### Your instructions
Retype the records below exactly as they stand, but with no images.

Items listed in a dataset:
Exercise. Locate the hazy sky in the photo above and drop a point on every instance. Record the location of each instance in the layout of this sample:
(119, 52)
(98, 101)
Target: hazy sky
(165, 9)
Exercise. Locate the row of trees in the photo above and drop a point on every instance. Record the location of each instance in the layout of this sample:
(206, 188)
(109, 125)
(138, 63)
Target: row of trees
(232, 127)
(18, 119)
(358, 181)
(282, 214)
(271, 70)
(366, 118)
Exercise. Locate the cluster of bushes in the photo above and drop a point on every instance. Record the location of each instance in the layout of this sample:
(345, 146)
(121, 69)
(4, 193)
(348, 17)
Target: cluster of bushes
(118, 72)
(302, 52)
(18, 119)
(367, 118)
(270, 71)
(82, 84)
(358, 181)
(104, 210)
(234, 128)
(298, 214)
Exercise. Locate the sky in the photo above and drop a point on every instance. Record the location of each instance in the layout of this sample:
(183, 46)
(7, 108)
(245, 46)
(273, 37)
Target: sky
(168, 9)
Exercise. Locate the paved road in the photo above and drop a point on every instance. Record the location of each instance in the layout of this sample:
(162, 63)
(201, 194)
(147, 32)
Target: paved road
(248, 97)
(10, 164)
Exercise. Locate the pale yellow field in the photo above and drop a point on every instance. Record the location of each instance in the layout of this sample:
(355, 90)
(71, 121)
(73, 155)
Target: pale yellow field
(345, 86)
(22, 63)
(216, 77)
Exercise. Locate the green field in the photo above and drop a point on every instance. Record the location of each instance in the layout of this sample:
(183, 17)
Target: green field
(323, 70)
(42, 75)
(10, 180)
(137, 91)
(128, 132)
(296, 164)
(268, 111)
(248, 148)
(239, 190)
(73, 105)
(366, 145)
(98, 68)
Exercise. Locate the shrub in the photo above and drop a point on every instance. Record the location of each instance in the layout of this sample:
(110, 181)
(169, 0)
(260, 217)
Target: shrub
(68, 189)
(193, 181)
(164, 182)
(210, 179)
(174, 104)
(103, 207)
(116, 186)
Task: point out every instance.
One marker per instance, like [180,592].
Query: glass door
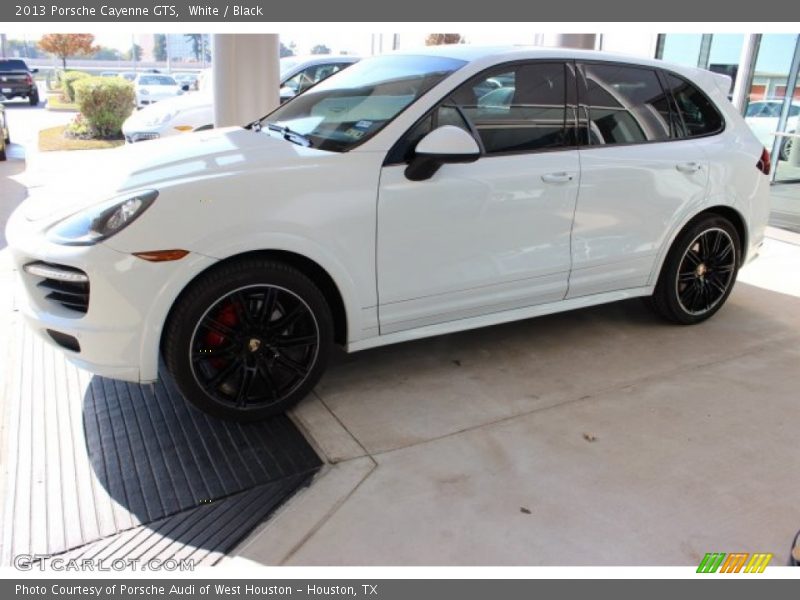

### Solution
Exercise. Locate the hazy sky in the photo above and drop a point on every instance. Record the location of each instance in the layout of this sample:
(119, 52)
(98, 101)
Target: hazy sky
(165, 9)
Exercise. Locate the row of trees in the photo above and drop a point on every instance. Record the location of each instance in the layout of this sample:
(206, 188)
(109, 125)
(138, 63)
Target: row of trees
(232, 127)
(18, 119)
(358, 181)
(282, 214)
(271, 70)
(366, 118)
Exercise. Locate the cluster of bushes in the photo above and drop a point on every instance. Record the location of each instance in the layout of this sample:
(345, 146)
(121, 69)
(4, 193)
(348, 17)
Target: cluster of bushes
(118, 72)
(302, 52)
(18, 119)
(367, 118)
(270, 71)
(82, 84)
(358, 181)
(104, 210)
(234, 128)
(298, 214)
Exercise. Locate the sky in the photo above and drop a point on every instance. Record the location of each instance in the layout of this sample:
(183, 46)
(7, 108)
(245, 46)
(273, 37)
Target: sky
(168, 9)
Exercise. Locate the paved road in the photo above and drop a point on every instance. Record the location of each instance in the layout of this sample:
(162, 63)
(201, 194)
(147, 32)
Target: paved road
(248, 97)
(10, 164)
Exercise. Locate the pale yellow field in the photo above and drop a point on every instance. Record the location of each instance in the layout of this sample:
(355, 90)
(71, 121)
(73, 155)
Target: pale yellow field
(345, 86)
(22, 63)
(216, 77)
Exercise. Locate the green field in the photo above and drop a point on every instance. Record the location of each instance in the layout of this sample:
(183, 17)
Target: green field
(323, 70)
(42, 75)
(10, 180)
(137, 91)
(128, 132)
(296, 164)
(268, 111)
(248, 148)
(239, 190)
(73, 105)
(366, 145)
(98, 68)
Exercise. Locate the shrub in the photo above and drop a point on every instance. Record the location of each instance in the layout of this sample:
(110, 181)
(169, 0)
(260, 217)
Target: shrub
(68, 189)
(193, 181)
(164, 182)
(210, 179)
(174, 104)
(103, 207)
(116, 186)
Task: point out every instance.
One marker per instance, like [180,592].
Query: glass door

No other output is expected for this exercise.